Exercise objective: Only certain lines below are wanted: those starting at the line containing "Object class to annotate: bearded man" and ending at the line containing "Object class to annotate: green grass", both included, each retyped exactly.

Extracted material:

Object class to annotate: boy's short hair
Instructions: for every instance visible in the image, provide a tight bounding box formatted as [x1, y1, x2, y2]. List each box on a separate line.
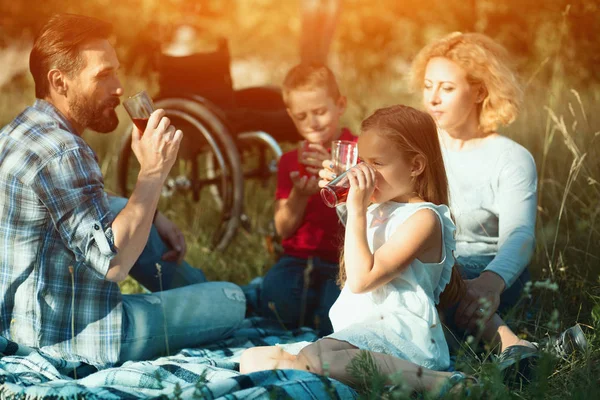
[282, 63, 341, 105]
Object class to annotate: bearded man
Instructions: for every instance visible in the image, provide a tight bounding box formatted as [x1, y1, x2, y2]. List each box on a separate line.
[0, 13, 245, 370]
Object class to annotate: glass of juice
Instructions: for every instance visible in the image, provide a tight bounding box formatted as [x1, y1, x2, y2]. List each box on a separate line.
[320, 163, 362, 207]
[123, 90, 155, 134]
[298, 140, 312, 178]
[331, 140, 357, 174]
[298, 140, 324, 178]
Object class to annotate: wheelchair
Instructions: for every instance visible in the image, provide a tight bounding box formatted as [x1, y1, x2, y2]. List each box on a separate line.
[116, 39, 296, 250]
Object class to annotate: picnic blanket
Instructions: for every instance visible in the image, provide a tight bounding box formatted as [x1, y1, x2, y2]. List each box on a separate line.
[0, 317, 357, 399]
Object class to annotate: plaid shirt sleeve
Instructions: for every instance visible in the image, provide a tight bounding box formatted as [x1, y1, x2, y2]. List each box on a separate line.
[30, 146, 117, 278]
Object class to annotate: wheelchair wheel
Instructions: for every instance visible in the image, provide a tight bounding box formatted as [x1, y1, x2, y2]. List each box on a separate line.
[115, 104, 243, 251]
[236, 131, 282, 187]
[236, 131, 283, 234]
[204, 130, 282, 234]
[154, 97, 244, 212]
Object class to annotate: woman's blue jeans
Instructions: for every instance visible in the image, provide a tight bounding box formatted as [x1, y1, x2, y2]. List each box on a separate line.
[456, 255, 531, 315]
[443, 255, 531, 336]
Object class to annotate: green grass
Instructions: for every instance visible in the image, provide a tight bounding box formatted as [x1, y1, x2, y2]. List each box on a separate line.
[1, 55, 599, 399]
[115, 81, 599, 398]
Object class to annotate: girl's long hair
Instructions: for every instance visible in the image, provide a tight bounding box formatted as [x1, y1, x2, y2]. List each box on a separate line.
[337, 105, 465, 307]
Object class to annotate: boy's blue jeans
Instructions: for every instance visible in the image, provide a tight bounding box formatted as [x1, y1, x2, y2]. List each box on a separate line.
[108, 197, 245, 363]
[259, 255, 341, 336]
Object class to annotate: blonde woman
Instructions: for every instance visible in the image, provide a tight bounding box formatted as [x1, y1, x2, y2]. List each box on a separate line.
[411, 32, 534, 334]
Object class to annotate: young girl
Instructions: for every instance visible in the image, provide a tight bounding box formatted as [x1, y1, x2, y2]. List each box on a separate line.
[240, 105, 472, 393]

Solution to this exercise:
Object class to annotate: bearded man
Instructions: for every instance visible in the image, provide a tight bounding box formatted as [x1, y1, x2, y2]. List each box on a separate line.
[0, 13, 245, 370]
Object class to annotate: glass of juice
Instructions: for every instance visible in the image, provide a tight bounding box formatted as [x1, y1, x2, y2]. List each box on a separate line.
[320, 163, 362, 207]
[123, 90, 155, 134]
[298, 140, 312, 178]
[331, 140, 357, 174]
[298, 140, 324, 178]
Object class to annotate: wheelchair
Instructions: for every instance visible in the image, provide a tight bounding box formatted as [x1, y1, x2, y2]. List each box on a separate line.
[116, 39, 296, 250]
Object class to annotate: picnic blanket
Instructions: for every instance visible in the image, provide a tight bounding box formatted as [x1, y1, x2, y2]. List each box on a separate line.
[0, 317, 357, 399]
Object class to annotate: plaid shirt sleeve
Instructions: for every instance visible in the image, provide a tight bounding box formatted as [x1, y1, x2, y2]. List each box on a separate line.
[30, 146, 117, 278]
Object class to annotate: wheelchair wheel
Instructions: for every instance visible in the image, provide a tight bounding box formatted as [x1, y1, x2, y2]. List each box on a separate line.
[115, 104, 243, 251]
[236, 131, 282, 187]
[236, 131, 283, 234]
[204, 130, 282, 234]
[154, 97, 244, 212]
Object class to annotate: woman's blue jeans
Instructions: for every instance visible in the image, provide a tight bounding box formatted as [x1, y1, x2, y2]. List each box on a separate line.
[456, 255, 531, 315]
[443, 255, 531, 336]
Object class to annotate: green grass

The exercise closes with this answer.